*Task to carry out*. Print the lines of the material below, from the line containing "Can you see the adjacent" through the end of the material, including both ends.

-- Start of Provided entries --

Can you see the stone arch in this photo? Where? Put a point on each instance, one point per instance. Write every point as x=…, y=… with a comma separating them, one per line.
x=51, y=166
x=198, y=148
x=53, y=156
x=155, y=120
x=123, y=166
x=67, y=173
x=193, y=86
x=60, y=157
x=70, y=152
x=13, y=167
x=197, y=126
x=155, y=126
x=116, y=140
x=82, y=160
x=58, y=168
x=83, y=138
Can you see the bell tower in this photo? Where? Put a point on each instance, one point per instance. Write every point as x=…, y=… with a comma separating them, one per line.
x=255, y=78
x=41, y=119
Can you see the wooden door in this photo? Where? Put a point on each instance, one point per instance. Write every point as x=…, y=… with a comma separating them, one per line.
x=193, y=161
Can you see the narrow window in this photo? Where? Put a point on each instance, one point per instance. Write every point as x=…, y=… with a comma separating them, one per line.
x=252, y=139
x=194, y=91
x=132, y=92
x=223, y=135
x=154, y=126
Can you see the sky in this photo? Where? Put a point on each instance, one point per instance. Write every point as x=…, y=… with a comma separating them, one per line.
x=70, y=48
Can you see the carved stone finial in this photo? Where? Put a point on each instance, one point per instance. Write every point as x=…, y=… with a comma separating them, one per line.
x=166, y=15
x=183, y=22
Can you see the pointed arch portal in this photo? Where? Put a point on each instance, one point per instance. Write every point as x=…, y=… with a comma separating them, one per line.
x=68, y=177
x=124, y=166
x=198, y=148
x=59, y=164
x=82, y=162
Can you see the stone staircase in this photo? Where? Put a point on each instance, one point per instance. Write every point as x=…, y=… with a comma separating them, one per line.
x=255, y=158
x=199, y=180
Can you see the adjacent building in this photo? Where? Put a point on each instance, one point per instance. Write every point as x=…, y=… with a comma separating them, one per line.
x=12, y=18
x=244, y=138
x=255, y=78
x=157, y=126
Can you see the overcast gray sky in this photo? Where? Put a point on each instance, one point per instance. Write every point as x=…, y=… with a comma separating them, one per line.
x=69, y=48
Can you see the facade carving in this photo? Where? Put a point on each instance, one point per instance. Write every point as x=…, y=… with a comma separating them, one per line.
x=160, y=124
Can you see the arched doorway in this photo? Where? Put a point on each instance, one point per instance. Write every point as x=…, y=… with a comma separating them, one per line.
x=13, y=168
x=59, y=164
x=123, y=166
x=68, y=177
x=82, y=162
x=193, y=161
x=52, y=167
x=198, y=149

-- End of Provided entries --

*The output*.
Can you see the adjacent building in this photo? Where? Put a point on each instance, one point per instance. Write every point as x=…, y=… with a comma separating them, one per line.
x=12, y=18
x=244, y=138
x=255, y=78
x=157, y=126
Can you see the overcast gray sky in this photo? Where? Put a point on each instance, one point per instance. Write every point as x=…, y=… with a comma separating them, one per line.
x=69, y=48
Can you see the facade carving in this photo? Where? Put a point on each instance, one point per instance. Write every point as x=…, y=… with a comma separating them, one per line.
x=160, y=124
Can you see the arched doorway in this photo? Where? Put a point on each instance, one point per instance. Write every point as x=…, y=… with a comma separating them, one per line.
x=13, y=168
x=59, y=164
x=123, y=166
x=68, y=177
x=82, y=162
x=193, y=161
x=52, y=167
x=198, y=149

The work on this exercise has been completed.